Brief 1 ::
In the forum thread about Camille Paglia, which book helped the writer of the longest comment coalesce their thoughts on male and female roles?

I almost put this in the current fear potboiler thread but it doesn't quite fit. This is a few edited segments from a lecture by Camille Paglia, the only feminist I have ever admired. She's a smart cookie and frequently very right.
P.S. I've seen Ms. Paglia in many interviews, and one of her most-repeated pieces of wisdom is that woman are going to be very sorry when they end up getting what they have been brainwashed into thinking they want from men. She also regularly points out that the only reason why women have the luxury of sitting around in rap sessions dissecting the world that is supposedly dominated by male oppressors is because the male oppressors invented all the gizmos that have freed up women enough to give them the time to whine about their lot in life.
Wow! I've never heard of this lady, nor have I heard her speak until watching this tonight--but then I'm not exposed to the feminist agenda on purpose because it is so distasteful. I'm not sure why she calls herself a feminist, or how she got the label from someone else. This lady has a lot of bottom lines figured out. I was glad to hear her press the point that it's the men who must confront the men if something is really going wrong or off the axle if it's ever going to be fixed. Women can't fix it. IF our broken world, homes, marriages, churches, etc. ever have a chance to heal and repair, the men will lead the way.I almost put this in the current fear potboiler thread but it doesn't quite fit. This is a few edited segments from a lecture by Camille Paglia, the only feminist I have ever admired. She's a smart cookie and frequently very right.
I'm replying to both of the above two comments.
I probably don't represent the mainstream Biblical Families point of view in this particular regard, but, while I generally agree that it is men who do the fixing and the protecting, I'm of the opinion that we risk oversimplifying things if we think that it's ever an either-or thing as far as male and female roles. Marriage, for example, is a dynamic partnership, and my assessment both personally and professionally is that one of the more dysfunctional styles of partnerships is the type where the man is The Boss and the woman is almost The Chattel. Men are much more powerful when they actually lead (demonstrate true leadership skills) rather than bully by simply expecting that the only reasonable approach is for their women to toe the line no matter what level of leadership is displayed by their men. I believe, in fact, that a woman is a fool if she submits to a man who doesn't demonstrate actual leadership. Just being "in charge" isn't enough. Clyde Pilkington is the one who helped me coalesce my thoughts on this matter with his book, Wife Loving, because it emphasizes the truth that, while Paul spends a couple sentences admonishing women to submit to their husbands, what's often left out is that, immediately afterward, he goes on for several paragraphs about the associated requirements for exactly how the husbands that wives submit to should demonstrate their love for their wives. The greater responsibility is with the husband -- to demonstrate his love for his wife or wives -- and then it becomes much more natural, and reasonable, for the wife to submit to such a man. So, rejoicinghandmaid, I'm to a little extent using your comment as a foil to slightly disagree with you, as a devil's advocate, but overall I heartily concur with your comment about men leading the way. That is our mandate from our Father, and when we fail to lead, we are responsible for everything that falls apart due to our lack of leadership (just ask me if you want me to give personal examples of how I've demonstrated that lack from time to time in my own life).

Brief 2 ::
Recast the listing lines from the line with "Args: query, the phrase to segment: parrot's long" up to and including the line with "Returns: the outline of every instance of the parrot's long" as a Markdown table with the columns Row and Line. Leave out blank lines.

Raw records ::

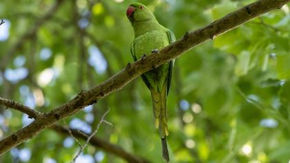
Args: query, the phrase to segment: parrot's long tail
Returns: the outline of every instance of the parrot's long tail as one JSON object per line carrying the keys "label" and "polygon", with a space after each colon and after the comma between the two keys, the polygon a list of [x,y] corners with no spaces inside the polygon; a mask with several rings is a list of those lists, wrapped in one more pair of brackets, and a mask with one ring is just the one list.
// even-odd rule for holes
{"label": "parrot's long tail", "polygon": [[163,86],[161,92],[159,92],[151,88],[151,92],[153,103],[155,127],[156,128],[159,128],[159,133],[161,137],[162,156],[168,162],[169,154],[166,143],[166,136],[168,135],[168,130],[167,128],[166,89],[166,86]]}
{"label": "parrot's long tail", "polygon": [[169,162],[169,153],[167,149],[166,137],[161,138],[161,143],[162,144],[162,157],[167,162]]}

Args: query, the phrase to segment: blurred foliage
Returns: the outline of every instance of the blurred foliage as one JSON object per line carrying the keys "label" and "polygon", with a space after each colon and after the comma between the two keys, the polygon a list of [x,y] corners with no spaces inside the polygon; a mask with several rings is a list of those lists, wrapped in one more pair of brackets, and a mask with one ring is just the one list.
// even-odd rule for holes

...

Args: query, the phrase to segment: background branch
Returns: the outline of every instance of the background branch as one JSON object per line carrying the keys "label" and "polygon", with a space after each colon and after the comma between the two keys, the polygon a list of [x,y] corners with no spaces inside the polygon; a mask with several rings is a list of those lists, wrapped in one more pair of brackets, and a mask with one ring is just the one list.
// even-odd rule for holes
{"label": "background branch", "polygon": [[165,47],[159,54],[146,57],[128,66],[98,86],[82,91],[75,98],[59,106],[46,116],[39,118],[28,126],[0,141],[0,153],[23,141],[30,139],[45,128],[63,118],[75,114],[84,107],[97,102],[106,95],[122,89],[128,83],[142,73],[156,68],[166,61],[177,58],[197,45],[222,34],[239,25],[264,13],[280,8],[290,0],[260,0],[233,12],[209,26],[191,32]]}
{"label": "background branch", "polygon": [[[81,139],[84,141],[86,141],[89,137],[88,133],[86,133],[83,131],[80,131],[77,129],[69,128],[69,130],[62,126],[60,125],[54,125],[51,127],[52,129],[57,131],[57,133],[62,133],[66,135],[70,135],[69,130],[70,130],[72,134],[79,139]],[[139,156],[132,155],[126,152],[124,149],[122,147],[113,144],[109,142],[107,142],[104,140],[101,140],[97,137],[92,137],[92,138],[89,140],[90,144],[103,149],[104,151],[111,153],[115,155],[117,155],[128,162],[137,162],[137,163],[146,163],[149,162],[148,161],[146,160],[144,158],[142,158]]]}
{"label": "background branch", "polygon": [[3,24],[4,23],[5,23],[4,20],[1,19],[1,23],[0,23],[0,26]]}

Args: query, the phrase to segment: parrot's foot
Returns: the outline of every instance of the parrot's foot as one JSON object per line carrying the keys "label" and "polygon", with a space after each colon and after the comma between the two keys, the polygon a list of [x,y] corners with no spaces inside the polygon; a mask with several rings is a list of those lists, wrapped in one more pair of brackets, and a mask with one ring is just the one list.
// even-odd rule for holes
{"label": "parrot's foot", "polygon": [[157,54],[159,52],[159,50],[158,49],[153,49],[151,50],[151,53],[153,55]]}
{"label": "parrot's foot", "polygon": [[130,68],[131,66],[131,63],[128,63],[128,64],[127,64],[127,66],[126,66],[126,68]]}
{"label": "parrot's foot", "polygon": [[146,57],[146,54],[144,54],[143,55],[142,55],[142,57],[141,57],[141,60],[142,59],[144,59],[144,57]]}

Exercise output 1 ::
Wife Loving, by Clyde Pilkington.

Exercise output 2 ::
| Row | Line |
|---|---|
| 1 | Args: query, the phrase to segment: parrot's long tail |
| 2 | Returns: the outline of every instance of the parrot's long tail as one JSON object per line carrying the keys "label" and "polygon", with a space after each colon and after the comma between the two keys, the polygon a list of [x,y] corners with no spaces inside the polygon; a mask with several rings is a list of those lists, wrapped in one more pair of brackets, and a mask with one ring is just the one list. |